Task statement - Change every "rope" to "cord" in the lines below, keeping everything else the same, and leave out the pictures.

Excerpts from labeled region data:
+++

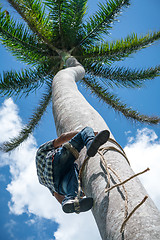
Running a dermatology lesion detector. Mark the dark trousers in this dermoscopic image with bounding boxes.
[53,127,95,199]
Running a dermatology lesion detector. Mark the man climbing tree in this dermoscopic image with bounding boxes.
[36,124,109,213]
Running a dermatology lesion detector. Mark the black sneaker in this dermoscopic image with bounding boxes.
[87,130,110,157]
[62,198,93,213]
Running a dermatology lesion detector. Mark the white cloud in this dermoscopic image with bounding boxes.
[0,99,100,240]
[124,128,160,209]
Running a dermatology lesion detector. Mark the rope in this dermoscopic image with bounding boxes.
[77,138,150,233]
[63,142,79,159]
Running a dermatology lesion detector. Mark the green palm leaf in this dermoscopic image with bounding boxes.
[45,0,87,50]
[76,0,129,45]
[84,31,160,61]
[0,84,52,152]
[0,9,52,64]
[0,59,59,97]
[83,60,160,88]
[8,0,52,43]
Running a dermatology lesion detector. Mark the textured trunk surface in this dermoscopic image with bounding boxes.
[53,60,160,240]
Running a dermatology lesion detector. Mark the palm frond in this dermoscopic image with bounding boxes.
[83,60,160,88]
[84,31,160,61]
[76,0,130,46]
[0,9,52,64]
[45,0,87,50]
[0,59,58,97]
[0,85,52,152]
[83,77,160,124]
[7,0,56,51]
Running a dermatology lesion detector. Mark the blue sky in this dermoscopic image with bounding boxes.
[0,0,160,240]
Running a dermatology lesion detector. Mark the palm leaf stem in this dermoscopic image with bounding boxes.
[83,77,160,124]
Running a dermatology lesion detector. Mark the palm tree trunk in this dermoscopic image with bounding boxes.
[53,58,160,240]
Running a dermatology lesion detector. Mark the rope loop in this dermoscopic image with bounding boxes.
[77,138,150,233]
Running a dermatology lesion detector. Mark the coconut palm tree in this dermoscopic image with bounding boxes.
[0,0,160,240]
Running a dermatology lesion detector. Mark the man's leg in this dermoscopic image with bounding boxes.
[69,127,110,157]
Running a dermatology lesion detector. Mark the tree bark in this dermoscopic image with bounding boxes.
[53,58,160,240]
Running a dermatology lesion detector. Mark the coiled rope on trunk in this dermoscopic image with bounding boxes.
[77,138,150,233]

+++

Expected answer -
Running a dermatology lesion detector. Mark the dark trousers in this dermoscopic image with bounding boxes.
[53,127,95,199]
Running a dermatology lesion detector. Mark the man climbing tree in this dermoscopic image with bounding boxes.
[36,124,109,213]
Running a dermatology lesion detector. Mark the black sneaker in this dermoscopic image with bounding boxes.
[87,130,110,157]
[62,198,93,213]
Running a dermatology lesion detector. Mark the white cloud in this dermoscopic image with bounding boxes.
[0,99,100,240]
[124,128,160,209]
Running a dermatology lesion detector. Mark the cord in this dermoscopic image with bounding boxes.
[77,138,150,233]
[63,142,79,159]
Running a dermatology lesion detector. Mark the green palm leaf in this dermoscopic image with bounding boxes.
[45,0,87,50]
[76,0,129,45]
[84,31,160,61]
[0,84,52,152]
[0,9,52,64]
[0,59,59,97]
[83,60,160,88]
[8,0,52,43]
Running a dermatology lesion detector. Mark the textured trunk surface in this dermoscopic image with bounding boxes.
[53,60,160,240]
Running a dermatology lesion detector. Mark the palm frond in this dermoscopic image with bounding boxes.
[83,60,160,88]
[84,31,160,61]
[76,0,130,46]
[0,9,52,64]
[45,0,87,50]
[0,59,58,97]
[0,85,52,152]
[83,77,160,124]
[7,0,56,51]
Running a dermatology lesion detector. Mark the blue sky in this dermoscopic image with bounding boxes.
[0,0,160,240]
Running a dermatology lesion detector. Mark the palm leaf stem in this dermoscopic image with bounding boxes.
[83,77,160,124]
Running a dermatology lesion detector. Mark the palm tree trunk in this dermoscopic image with bounding boxes.
[53,58,160,240]
Running a dermatology lesion detector. Mark the cord loop in this dermoscopic image with bounding boxes.
[77,138,150,233]
Running a dermatology lesion detector. Mark the coconut palm tree in this dermoscopic image with bounding boxes.
[0,0,160,240]
Running a dermatology lesion detector. Mark the man's leg in this dermoscopic image with bounding boxes.
[69,127,110,157]
Running a dermatology lesion detector. Mark the tree bark in this dermoscopic image with bounding boxes.
[53,58,160,240]
Running a dermatology lesion detector. Mark the coiled cord on trunk in this dermoscopic image with bounding boxes.
[77,138,150,233]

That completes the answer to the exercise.